**Source**
↓↓↓

15 Linear Regression: Summarizing the Pattern of the Data with a Line¹⁰

So far we’ve used the scatterplot to describe the relationship between two quantitative variables, and in the special case of a linear relationship, we have supplemented the scatterplot with the correlation (\(r\)). The correlation, however, doesn’t fully characterize the linear relationship between two quantitative variables—it only measures the strength and direction. We often want to describe more precisely how one variable changes with the other (by “more precisely,” we mean more than just the direction), or predict the value of the response variable for a given value of the explanatory variable. In order to be able to do that, we need to summarize the linear relationship with a line that best fits the linear pattern of the data. In the remainder of this section, we will introduce a way to find such a line, learn how to interpret it, and use it (cautiously) to make predictions.

Again, let’s start with a motivating example:

Earlier, we examined the linear relationship between the age of a driver and the maximum distance at which a highway sign was legible, using both a scatterplot and the correlation coefficient. Suppose a government agency wanted to predict the maximum distance at which the sign would be legible for 60-year-old drivers, and thus make sure that the sign could be used safely and effectively.

How would we make this prediction?

library(PDS)
mod.lm <- lm(Distance ~ Age, data = signdist)
summary(mod.lm)


Call:
lm(formula = Distance ~ Age, data = signdist)

↑↑↑

**Required actions**
a – According to the linear regression text, which two aspects of a linear relationship does the correlation measure?
b – Return everything in the linear regression text from "Again, let’s start" down to "lm(formula = Distance ~ Age, data = signdist)".
c – Resume the linear regression text from the point where it stops.
The data that comes next is separate material, unrelated to the linear regression text.

**Material supplied**

↓↓↓

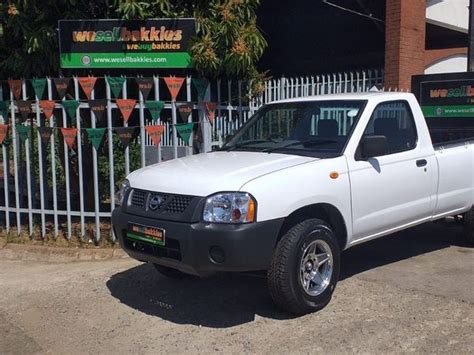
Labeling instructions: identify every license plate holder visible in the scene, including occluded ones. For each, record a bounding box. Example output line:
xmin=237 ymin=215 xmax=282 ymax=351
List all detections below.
xmin=127 ymin=223 xmax=166 ymax=247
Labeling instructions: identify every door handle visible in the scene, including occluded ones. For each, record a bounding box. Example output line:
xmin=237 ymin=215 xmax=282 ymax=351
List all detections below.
xmin=416 ymin=159 xmax=428 ymax=168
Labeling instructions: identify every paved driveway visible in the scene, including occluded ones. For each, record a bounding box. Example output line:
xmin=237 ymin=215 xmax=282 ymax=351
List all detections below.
xmin=0 ymin=225 xmax=474 ymax=353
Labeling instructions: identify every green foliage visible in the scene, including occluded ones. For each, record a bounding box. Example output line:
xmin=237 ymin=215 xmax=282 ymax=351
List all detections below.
xmin=115 ymin=0 xmax=267 ymax=80
xmin=0 ymin=0 xmax=108 ymax=78
xmin=97 ymin=134 xmax=141 ymax=195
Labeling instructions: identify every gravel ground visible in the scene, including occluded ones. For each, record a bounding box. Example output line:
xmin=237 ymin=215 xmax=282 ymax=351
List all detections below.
xmin=0 ymin=224 xmax=474 ymax=354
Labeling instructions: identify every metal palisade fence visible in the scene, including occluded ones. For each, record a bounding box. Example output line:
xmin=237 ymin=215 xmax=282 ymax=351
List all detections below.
xmin=0 ymin=71 xmax=383 ymax=241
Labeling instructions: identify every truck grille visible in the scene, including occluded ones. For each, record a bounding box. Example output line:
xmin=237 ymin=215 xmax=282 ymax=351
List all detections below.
xmin=165 ymin=196 xmax=191 ymax=213
xmin=132 ymin=190 xmax=146 ymax=208
xmin=130 ymin=189 xmax=193 ymax=214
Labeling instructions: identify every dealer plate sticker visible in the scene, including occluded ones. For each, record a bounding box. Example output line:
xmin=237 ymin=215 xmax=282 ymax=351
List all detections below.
xmin=127 ymin=223 xmax=165 ymax=247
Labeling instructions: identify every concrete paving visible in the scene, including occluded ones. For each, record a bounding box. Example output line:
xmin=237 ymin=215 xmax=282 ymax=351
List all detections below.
xmin=0 ymin=224 xmax=474 ymax=354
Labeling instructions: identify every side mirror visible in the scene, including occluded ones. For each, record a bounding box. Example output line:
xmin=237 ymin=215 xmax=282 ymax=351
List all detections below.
xmin=360 ymin=136 xmax=389 ymax=159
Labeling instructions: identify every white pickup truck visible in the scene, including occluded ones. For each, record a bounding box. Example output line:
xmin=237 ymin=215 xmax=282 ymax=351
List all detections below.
xmin=113 ymin=92 xmax=474 ymax=314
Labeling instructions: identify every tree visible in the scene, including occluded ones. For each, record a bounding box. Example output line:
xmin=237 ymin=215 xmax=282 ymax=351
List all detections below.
xmin=0 ymin=0 xmax=109 ymax=79
xmin=116 ymin=0 xmax=267 ymax=79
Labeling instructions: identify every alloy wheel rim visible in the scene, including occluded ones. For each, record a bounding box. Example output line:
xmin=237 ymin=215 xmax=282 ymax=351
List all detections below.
xmin=299 ymin=239 xmax=333 ymax=296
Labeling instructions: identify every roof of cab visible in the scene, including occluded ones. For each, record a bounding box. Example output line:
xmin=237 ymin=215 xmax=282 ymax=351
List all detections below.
xmin=269 ymin=91 xmax=413 ymax=104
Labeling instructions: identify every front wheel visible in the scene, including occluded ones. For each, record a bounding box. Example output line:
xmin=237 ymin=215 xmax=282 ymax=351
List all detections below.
xmin=267 ymin=218 xmax=340 ymax=315
xmin=153 ymin=264 xmax=189 ymax=280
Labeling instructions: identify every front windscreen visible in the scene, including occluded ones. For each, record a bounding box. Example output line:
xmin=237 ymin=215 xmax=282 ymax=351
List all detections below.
xmin=222 ymin=100 xmax=366 ymax=156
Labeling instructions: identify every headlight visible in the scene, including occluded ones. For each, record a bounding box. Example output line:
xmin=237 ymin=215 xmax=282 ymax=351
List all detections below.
xmin=203 ymin=192 xmax=256 ymax=223
xmin=115 ymin=180 xmax=130 ymax=206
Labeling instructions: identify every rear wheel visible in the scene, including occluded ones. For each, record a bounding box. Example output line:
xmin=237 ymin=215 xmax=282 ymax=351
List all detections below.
xmin=153 ymin=264 xmax=190 ymax=280
xmin=463 ymin=209 xmax=474 ymax=245
xmin=268 ymin=218 xmax=340 ymax=315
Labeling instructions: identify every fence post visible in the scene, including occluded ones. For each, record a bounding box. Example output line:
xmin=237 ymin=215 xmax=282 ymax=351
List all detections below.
xmin=73 ymin=77 xmax=85 ymax=238
xmin=198 ymin=83 xmax=212 ymax=153
xmin=89 ymin=81 xmax=100 ymax=242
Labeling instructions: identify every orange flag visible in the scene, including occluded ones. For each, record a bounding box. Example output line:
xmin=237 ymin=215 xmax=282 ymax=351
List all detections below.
xmin=0 ymin=124 xmax=8 ymax=144
xmin=60 ymin=128 xmax=77 ymax=149
xmin=77 ymin=76 xmax=97 ymax=100
xmin=8 ymin=79 xmax=23 ymax=100
xmin=164 ymin=76 xmax=185 ymax=101
xmin=204 ymin=102 xmax=217 ymax=124
xmin=39 ymin=100 xmax=55 ymax=120
xmin=117 ymin=99 xmax=137 ymax=122
xmin=145 ymin=125 xmax=165 ymax=146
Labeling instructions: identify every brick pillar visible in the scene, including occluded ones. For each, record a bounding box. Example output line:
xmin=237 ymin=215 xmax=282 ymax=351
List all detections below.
xmin=384 ymin=0 xmax=426 ymax=90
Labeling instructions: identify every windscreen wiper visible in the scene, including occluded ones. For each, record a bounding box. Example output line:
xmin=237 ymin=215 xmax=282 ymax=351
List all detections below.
xmin=262 ymin=138 xmax=337 ymax=153
xmin=221 ymin=139 xmax=271 ymax=152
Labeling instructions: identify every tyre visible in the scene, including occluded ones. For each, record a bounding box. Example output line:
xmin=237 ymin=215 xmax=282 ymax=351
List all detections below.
xmin=267 ymin=218 xmax=340 ymax=315
xmin=153 ymin=264 xmax=190 ymax=280
xmin=463 ymin=209 xmax=474 ymax=245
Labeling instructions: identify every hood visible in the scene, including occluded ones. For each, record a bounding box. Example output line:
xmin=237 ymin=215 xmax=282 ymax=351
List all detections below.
xmin=128 ymin=152 xmax=318 ymax=196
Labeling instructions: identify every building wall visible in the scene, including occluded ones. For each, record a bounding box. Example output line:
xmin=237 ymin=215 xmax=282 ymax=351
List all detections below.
xmin=385 ymin=0 xmax=426 ymax=90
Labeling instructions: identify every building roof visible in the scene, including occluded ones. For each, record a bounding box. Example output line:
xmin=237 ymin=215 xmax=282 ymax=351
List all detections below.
xmin=271 ymin=91 xmax=413 ymax=103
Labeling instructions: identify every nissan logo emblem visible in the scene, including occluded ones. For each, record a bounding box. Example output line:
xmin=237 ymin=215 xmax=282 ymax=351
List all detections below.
xmin=148 ymin=195 xmax=163 ymax=211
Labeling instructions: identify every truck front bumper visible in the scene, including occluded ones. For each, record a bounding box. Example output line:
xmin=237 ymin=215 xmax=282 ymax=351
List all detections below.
xmin=112 ymin=207 xmax=283 ymax=275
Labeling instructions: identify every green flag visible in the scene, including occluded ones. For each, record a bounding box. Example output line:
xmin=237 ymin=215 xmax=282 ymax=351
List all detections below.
xmin=145 ymin=101 xmax=165 ymax=121
xmin=61 ymin=100 xmax=80 ymax=121
xmin=192 ymin=78 xmax=209 ymax=100
xmin=86 ymin=128 xmax=106 ymax=150
xmin=31 ymin=79 xmax=46 ymax=100
xmin=107 ymin=76 xmax=127 ymax=98
xmin=175 ymin=122 xmax=194 ymax=144
xmin=15 ymin=125 xmax=31 ymax=143
xmin=0 ymin=101 xmax=10 ymax=123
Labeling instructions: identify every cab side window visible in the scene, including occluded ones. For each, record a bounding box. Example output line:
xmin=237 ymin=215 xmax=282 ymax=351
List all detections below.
xmin=364 ymin=101 xmax=418 ymax=154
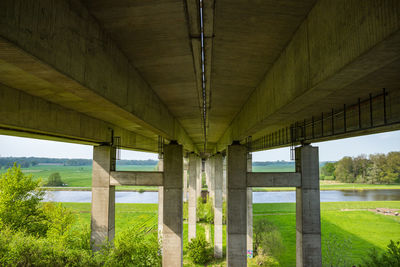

↑↑↑

**Solved tasks**
a – Its strength and direction.

b –
Again, let’s start with a motivating example:

Earlier, we examined the linear relationship between the age of a driver and the maximum distance at which a highway sign was legible, using both a scatterplot and the correlation coefficient. Suppose a government agency wanted to predict the maximum distance at which the sign would be legible for 60-year-old drivers, and thus make sure that the sign could be used safely and effectively.

How would we make this prediction?

library(PDS)
mod.lm <- lm(Distance ~ Age, data = signdist)
summary(mod.lm)


Call:
lm(formula = Distance ~ Age, data = signdist)

c –
Residuals:
    Min      1Q  Median      3Q     Max 
-78.231 -41.710   7.646  33.552 108.831 

Coefficients:
            Estimate Std. Error t value Pr(>|t|)    
(Intercept) 576.6819    23.4709  24.570  < 2e-16 ***
Age          -3.0068     0.4243  -7.086 1.04e-07 ***
---
Signif. codes:  0 '***' 0.001 '**' 0.01 '*' 0.05 '.' 0.1 ' ' 1

Residual standard error: 49.76 on 28 degrees of freedom
Multiple R-squared:  0.642, Adjusted R-squared:  0.6292 
F-statistic: 50.21 on 1 and 28 DF,  p-value: 1.041e-07

predict(mod.lm, newdata = data.frame(Age = 60))

       1 
396.2718

# Store the predicted value in PV
PV <- predict(mod.lm, newdata = data.frame(Age = 60))
PV

       1 
396.2718

library(grid)
library(ggplot2)
ggplot(data = signdist, aes(x = Age, y = Distance)) + 
   geom_point(color = "purple") +
   theme_bw() + 
   labs(x = "Drivers Age (years)", y = "Sign Legibility Distance (feet)") + 
   geom_smooth(method = "lm", se = FALSE) + 
   geom_line(data = data.frame(Age = c(60, 60), 
                               Distance = c(280, PV)), 
             arrow = arrow(type = "closed", angle = 15), color = "red") + 
  geom_line(data = data.frame(Age = c(60, 19), Distance = c(PV, PV)),
            arrow = arrow(type = "closed", angle = 15, ends = "first"), color = "red")

The technique that specifies the dependence of the response variable on the explanatory variable is called regression. When that dependence is linear (which is the case in our examples in this section), the technique is called linear regression. Linear regression is therefore the technique of finding the line that best fits the pattern of the linear relationship (or in other words, the line that best describes how the response variable linearly depends on the explanatory variable).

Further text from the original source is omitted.